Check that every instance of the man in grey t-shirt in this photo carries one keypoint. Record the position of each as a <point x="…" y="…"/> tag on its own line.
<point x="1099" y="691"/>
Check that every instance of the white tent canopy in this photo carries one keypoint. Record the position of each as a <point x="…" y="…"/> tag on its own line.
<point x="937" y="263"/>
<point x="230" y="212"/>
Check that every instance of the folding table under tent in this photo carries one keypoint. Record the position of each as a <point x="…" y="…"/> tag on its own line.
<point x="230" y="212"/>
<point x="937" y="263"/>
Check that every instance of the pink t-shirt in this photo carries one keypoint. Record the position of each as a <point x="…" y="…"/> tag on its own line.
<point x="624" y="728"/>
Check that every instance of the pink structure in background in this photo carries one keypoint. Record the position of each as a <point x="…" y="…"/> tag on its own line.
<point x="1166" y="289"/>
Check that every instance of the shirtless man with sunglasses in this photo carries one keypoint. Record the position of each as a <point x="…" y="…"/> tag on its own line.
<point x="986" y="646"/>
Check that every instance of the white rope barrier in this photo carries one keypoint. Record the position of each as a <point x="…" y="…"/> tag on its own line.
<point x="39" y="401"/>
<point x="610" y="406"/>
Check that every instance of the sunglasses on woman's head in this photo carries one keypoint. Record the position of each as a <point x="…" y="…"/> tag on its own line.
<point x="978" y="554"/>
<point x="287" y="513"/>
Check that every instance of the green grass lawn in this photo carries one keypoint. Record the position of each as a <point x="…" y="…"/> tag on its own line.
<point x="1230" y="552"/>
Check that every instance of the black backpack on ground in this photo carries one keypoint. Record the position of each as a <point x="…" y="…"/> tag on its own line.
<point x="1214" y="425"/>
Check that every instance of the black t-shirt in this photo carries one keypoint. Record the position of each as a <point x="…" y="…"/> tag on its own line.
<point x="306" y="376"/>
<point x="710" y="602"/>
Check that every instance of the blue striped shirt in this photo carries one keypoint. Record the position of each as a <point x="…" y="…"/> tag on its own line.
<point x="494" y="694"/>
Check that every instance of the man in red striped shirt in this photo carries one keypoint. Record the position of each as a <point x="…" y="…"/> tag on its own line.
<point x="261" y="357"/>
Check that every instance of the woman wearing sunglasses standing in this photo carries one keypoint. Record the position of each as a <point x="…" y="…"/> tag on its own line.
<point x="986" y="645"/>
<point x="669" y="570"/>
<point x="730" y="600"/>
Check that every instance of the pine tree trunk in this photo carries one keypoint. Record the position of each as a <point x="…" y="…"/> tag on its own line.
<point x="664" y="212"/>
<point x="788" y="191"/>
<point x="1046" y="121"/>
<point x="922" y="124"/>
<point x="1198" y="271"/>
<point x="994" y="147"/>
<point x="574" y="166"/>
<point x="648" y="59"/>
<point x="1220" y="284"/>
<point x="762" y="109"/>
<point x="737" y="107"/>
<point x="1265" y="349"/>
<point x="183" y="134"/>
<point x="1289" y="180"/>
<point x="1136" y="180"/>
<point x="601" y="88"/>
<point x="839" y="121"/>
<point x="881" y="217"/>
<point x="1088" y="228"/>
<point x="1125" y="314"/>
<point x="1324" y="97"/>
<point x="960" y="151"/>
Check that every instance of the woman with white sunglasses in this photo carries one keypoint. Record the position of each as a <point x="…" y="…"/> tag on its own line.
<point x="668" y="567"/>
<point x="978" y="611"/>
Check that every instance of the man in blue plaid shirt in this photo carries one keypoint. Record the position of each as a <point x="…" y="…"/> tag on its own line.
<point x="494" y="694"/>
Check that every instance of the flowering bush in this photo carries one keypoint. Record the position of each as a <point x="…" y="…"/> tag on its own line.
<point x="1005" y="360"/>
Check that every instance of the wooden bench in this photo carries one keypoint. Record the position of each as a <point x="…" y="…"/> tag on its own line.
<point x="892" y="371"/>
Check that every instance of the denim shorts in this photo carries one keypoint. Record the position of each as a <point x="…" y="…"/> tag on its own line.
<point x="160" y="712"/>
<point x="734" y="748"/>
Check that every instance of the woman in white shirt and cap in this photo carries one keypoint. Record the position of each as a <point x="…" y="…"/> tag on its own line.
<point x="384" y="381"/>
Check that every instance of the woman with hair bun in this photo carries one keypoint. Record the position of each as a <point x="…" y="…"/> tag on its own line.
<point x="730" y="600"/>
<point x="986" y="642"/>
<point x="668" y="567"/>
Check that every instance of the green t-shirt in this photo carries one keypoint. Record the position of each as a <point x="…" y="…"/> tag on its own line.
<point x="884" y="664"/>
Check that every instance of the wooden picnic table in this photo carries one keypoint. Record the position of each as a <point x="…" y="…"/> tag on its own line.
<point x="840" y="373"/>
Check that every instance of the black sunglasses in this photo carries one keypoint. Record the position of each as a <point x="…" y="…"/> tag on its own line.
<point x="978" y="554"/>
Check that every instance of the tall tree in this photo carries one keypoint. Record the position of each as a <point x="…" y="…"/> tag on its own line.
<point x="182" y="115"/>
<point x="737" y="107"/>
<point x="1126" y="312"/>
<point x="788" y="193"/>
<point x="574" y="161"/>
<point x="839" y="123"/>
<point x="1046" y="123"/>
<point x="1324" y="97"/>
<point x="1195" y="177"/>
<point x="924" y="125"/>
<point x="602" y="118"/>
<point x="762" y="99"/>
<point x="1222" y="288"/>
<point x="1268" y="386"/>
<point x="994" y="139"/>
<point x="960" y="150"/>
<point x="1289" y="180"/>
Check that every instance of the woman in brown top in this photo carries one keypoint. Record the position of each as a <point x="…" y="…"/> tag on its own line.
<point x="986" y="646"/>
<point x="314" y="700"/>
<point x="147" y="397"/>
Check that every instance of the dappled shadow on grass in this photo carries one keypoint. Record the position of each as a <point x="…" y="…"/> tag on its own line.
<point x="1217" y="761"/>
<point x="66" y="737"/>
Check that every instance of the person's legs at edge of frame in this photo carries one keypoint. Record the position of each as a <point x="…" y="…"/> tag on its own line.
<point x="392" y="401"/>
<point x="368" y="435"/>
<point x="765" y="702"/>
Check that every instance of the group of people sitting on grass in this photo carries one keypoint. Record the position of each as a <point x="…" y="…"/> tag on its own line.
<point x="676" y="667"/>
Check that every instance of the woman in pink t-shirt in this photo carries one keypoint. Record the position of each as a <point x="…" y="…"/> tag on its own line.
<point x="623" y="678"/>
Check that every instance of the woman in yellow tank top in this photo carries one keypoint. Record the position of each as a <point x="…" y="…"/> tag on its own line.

= DESCRIPTION OF THE TASK =
Copy all of the data above word for word, keeping every line in its original order.

= RESPONSE TO THIS TASK =
Check that every instance of the man in grey t-shirt in this photo carries one keypoint. Record the position of each as a <point x="…" y="…"/> tag on its own line.
<point x="1099" y="691"/>
Check that every instance of the white tent canopy in this photo carries one keypoint. Record the position of each as a <point x="…" y="…"/> tag on its own line.
<point x="937" y="263"/>
<point x="230" y="212"/>
Check that every instance of the folding table under tent in this photo carries one keypoint. Record the position of each as a <point x="…" y="…"/> tag on its own line.
<point x="230" y="212"/>
<point x="937" y="263"/>
Check that every instance of the pink t-shirt in this photo carries one keypoint. Record the position of each as a <point x="…" y="…"/> tag on its own line.
<point x="624" y="728"/>
Check that every instance of the pink structure in background in this photo carries one keypoint. Record the position of each as a <point x="…" y="…"/> tag on its own line.
<point x="1166" y="289"/>
Check that every instance of the shirtless man with sunglasses in this photo carries one keypoint. Record the position of each as a <point x="…" y="…"/> tag on its own line.
<point x="986" y="646"/>
Check that every instance of the white rope barrier in this photo carries one keypoint. Record the position of each as a <point x="…" y="…"/> tag on its own line.
<point x="39" y="401"/>
<point x="610" y="406"/>
Check that every instance of the sunglasses on woman's head in this photo carries one keypoint. Record the position of each as a <point x="…" y="…"/> tag on its own line.
<point x="978" y="554"/>
<point x="287" y="513"/>
Check that every instance of the green grass lawn in this photo carries one keypoint. Record the position of each as a <point x="…" y="…"/> tag on its own line.
<point x="1230" y="552"/>
Check that every instance of the black backpack on ground in this photo carries one keypoint. Record the position of each as a <point x="…" y="…"/> tag on its own line.
<point x="1214" y="425"/>
Check that every instance of the black t-shirt in this photo carries one keypoint. Record the position of each as a <point x="…" y="…"/> tag on its own line.
<point x="306" y="376"/>
<point x="710" y="602"/>
Check that every instance of the blue striped shirt in this photo carries one keypoint. Record the position of each as a <point x="…" y="…"/> tag on its own line.
<point x="494" y="694"/>
Check that every instance of the man in red striped shirt in this photo carries one keypoint. Record the position of each as a <point x="…" y="…"/> tag on its own line.
<point x="261" y="357"/>
Check that every instance of the woman wearing sunglasses standing in this photo carries one keypoint. Record the position of each as a <point x="…" y="…"/> tag on its own line.
<point x="986" y="645"/>
<point x="669" y="570"/>
<point x="730" y="600"/>
Check that every instance of the pine tree trunk in this photo carries one keypoint. Record the position of each as a <point x="…" y="…"/> tag on its own line.
<point x="664" y="212"/>
<point x="788" y="191"/>
<point x="1046" y="121"/>
<point x="922" y="124"/>
<point x="1198" y="271"/>
<point x="994" y="147"/>
<point x="574" y="166"/>
<point x="648" y="59"/>
<point x="1220" y="284"/>
<point x="762" y="109"/>
<point x="737" y="107"/>
<point x="1265" y="349"/>
<point x="183" y="134"/>
<point x="1289" y="180"/>
<point x="1136" y="180"/>
<point x="601" y="88"/>
<point x="839" y="121"/>
<point x="881" y="217"/>
<point x="1088" y="228"/>
<point x="1125" y="314"/>
<point x="1324" y="97"/>
<point x="960" y="151"/>
Check that every instance of the woman with white sunglasses in this photo carries one keypoint. Record the position of each as a <point x="…" y="…"/> tag on its own line.
<point x="668" y="567"/>
<point x="978" y="611"/>
Check that every instance of the man in blue plaid shirt in this photo carries one keypoint. Record the position of each as a <point x="…" y="…"/> tag on its own line.
<point x="494" y="694"/>
Check that every instance of the flowering bush in this photo carries one keypoint. Record the position of each as a <point x="…" y="…"/> tag on its own line.
<point x="1005" y="360"/>
Check that every instance of the wooden bench in this photo carries one keypoint. Record the position of each as a <point x="…" y="…"/> tag on its own line.
<point x="892" y="371"/>
Check that every instance of the denim shorts in this photo carries one keypoint. Record the position of each as a <point x="…" y="…"/> tag on its own line.
<point x="160" y="712"/>
<point x="734" y="748"/>
Check that every instance of the woman in white shirt and cap in this photo carries one keypoint. Record the position of each as a <point x="…" y="…"/> tag on its own line.
<point x="384" y="381"/>
Check that every instance of the woman with hair bun in this photo carries one keypoint. Record the position of each as a <point x="…" y="…"/> tag on its own line.
<point x="730" y="600"/>
<point x="986" y="642"/>
<point x="668" y="567"/>
Check that every instance of the green t-shirt in this photo carries one keypoint. Record the position of each as a <point x="…" y="…"/> tag on its own line.
<point x="884" y="664"/>
Check that every instance of the wooden picnic table in this photo carries one keypoint. Record the position of each as a <point x="…" y="…"/> tag on its own line.
<point x="840" y="373"/>
Check that every instance of the black sunglasses in this photo carries one keypoint. Record the position of each as a <point x="…" y="…"/> tag on its own line.
<point x="978" y="554"/>
Check that every instance of the tall tree in this photo carries one keypoint. Record the position of each as a <point x="…" y="…"/> tag on its own line.
<point x="182" y="115"/>
<point x="737" y="107"/>
<point x="1126" y="312"/>
<point x="788" y="193"/>
<point x="574" y="161"/>
<point x="839" y="123"/>
<point x="1046" y="123"/>
<point x="1324" y="97"/>
<point x="1195" y="177"/>
<point x="924" y="125"/>
<point x="602" y="118"/>
<point x="762" y="99"/>
<point x="1222" y="288"/>
<point x="1268" y="386"/>
<point x="994" y="139"/>
<point x="960" y="150"/>
<point x="1289" y="180"/>
Check that every instance of the woman in brown top in this photo carries one keypoint. Record the position of each as a <point x="…" y="…"/> tag on its own line.
<point x="986" y="646"/>
<point x="314" y="700"/>
<point x="147" y="397"/>
Check that every instance of the dappled shadow on grass in this photo carries one keypoint. Record the position of each as a <point x="…" y="…"/> tag on its own line.
<point x="1217" y="761"/>
<point x="66" y="737"/>
Check that every instance of the person's legs at edge of frame in this photo carries one keypoint. Record the position of each as a <point x="…" y="…"/> tag on its own line.
<point x="392" y="401"/>
<point x="368" y="435"/>
<point x="765" y="702"/>
Check that every instance of the group of people sitting on grass in this photo carries one keypoint. Record the position of each as a <point x="…" y="…"/> tag on its own line.
<point x="676" y="667"/>
Check that every instance of the woman in pink t-shirt in this photo carries one keypoint. Record the position of each as a <point x="…" y="…"/> tag on its own line.
<point x="623" y="678"/>
Check that every instance of the woman in yellow tank top in this photo carries one keypoint. Record the position of each as a <point x="…" y="…"/> tag on its own line.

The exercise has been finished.